- [Materials provided]:
»»

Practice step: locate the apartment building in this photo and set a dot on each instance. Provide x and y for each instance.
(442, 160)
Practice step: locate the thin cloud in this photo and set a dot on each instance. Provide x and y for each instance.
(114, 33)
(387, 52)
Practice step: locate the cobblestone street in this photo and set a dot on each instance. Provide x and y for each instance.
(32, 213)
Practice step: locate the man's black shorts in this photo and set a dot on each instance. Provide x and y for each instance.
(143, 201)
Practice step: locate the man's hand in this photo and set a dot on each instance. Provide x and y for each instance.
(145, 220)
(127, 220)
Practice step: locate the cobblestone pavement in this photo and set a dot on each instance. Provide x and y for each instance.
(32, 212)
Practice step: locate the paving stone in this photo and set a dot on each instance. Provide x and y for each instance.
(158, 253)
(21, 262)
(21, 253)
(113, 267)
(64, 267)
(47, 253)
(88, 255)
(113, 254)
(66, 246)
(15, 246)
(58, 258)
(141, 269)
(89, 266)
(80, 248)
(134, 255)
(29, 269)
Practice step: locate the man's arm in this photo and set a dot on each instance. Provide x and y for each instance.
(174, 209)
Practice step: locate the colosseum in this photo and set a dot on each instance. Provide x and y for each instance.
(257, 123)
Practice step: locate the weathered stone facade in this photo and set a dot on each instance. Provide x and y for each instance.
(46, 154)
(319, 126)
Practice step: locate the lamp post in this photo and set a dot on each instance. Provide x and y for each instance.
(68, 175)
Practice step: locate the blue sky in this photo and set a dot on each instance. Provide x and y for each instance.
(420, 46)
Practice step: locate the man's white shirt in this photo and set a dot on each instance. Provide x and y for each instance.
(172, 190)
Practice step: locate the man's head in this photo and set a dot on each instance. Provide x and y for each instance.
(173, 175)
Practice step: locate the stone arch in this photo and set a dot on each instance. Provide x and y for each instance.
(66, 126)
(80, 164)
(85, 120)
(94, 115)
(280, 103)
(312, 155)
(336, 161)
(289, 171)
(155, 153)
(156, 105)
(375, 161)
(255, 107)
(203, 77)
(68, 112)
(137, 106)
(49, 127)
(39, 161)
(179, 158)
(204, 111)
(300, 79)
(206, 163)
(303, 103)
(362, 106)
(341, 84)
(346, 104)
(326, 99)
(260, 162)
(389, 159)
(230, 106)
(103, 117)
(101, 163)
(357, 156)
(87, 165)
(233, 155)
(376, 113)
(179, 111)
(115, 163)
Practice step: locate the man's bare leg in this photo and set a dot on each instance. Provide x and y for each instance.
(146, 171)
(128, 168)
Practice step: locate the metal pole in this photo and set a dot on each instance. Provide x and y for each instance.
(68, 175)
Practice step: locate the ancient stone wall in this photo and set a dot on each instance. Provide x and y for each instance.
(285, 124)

««
»»

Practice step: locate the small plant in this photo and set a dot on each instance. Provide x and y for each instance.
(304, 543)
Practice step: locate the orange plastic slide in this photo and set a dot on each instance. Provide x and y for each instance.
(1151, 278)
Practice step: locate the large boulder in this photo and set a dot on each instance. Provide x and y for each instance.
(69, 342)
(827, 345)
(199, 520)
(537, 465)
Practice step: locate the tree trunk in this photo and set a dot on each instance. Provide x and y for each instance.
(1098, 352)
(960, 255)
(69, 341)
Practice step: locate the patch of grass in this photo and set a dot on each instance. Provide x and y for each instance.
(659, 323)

««

Show each line of the records above that contains the word "cobblestone". Only lines where the case matches count.

- [Exercise solution]:
Practice step: locate the cobblestone street in this photo and set a dot on each instance. Provide x and y for each instance.
Practice step: locate the cobblestone pavement in this photo and set a dot on each instance. Provide x and y for each instance.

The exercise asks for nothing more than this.